To be done:
Scale the coordinates in the answers to all of the records below by 2.15, rounding each product to the nearest whole number with halves rounded up. Reproduce every line, requests included, and leave the numbers in the requests and their format samples as they are.

# # # # # # #

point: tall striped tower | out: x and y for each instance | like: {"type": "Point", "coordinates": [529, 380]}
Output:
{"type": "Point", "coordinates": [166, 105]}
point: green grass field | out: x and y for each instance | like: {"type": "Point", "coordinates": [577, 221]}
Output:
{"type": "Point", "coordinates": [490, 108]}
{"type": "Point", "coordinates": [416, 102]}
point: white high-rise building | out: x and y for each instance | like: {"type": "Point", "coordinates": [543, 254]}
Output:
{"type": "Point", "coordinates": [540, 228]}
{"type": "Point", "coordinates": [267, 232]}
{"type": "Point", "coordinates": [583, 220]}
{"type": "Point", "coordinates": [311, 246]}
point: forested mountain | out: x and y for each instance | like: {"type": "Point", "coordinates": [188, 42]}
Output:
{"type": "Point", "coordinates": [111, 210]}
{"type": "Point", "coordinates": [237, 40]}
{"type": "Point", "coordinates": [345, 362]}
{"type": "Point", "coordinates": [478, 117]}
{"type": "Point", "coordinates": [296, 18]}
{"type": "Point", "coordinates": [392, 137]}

# # # # # # #

Answer to the task:
point: tall striped tower | out: x and y for each instance | like: {"type": "Point", "coordinates": [529, 380]}
Output:
{"type": "Point", "coordinates": [357, 226]}
point: green grass field | out: x and y for each instance | like: {"type": "Point", "coordinates": [577, 221]}
Output:
{"type": "Point", "coordinates": [1054, 232]}
{"type": "Point", "coordinates": [894, 219]}
point: white high-rise building | out: x and y for each instance | like: {"type": "Point", "coordinates": [543, 254]}
Output:
{"type": "Point", "coordinates": [1161, 490]}
{"type": "Point", "coordinates": [574, 499]}
{"type": "Point", "coordinates": [1253, 473]}
{"type": "Point", "coordinates": [669, 529]}
point: forested mountain | out: x and y for each instance | like: {"type": "Point", "coordinates": [188, 42]}
Output:
{"type": "Point", "coordinates": [239, 452]}
{"type": "Point", "coordinates": [510, 86]}
{"type": "Point", "coordinates": [742, 778]}
{"type": "Point", "coordinates": [1028, 252]}
{"type": "Point", "coordinates": [636, 39]}
{"type": "Point", "coordinates": [843, 295]}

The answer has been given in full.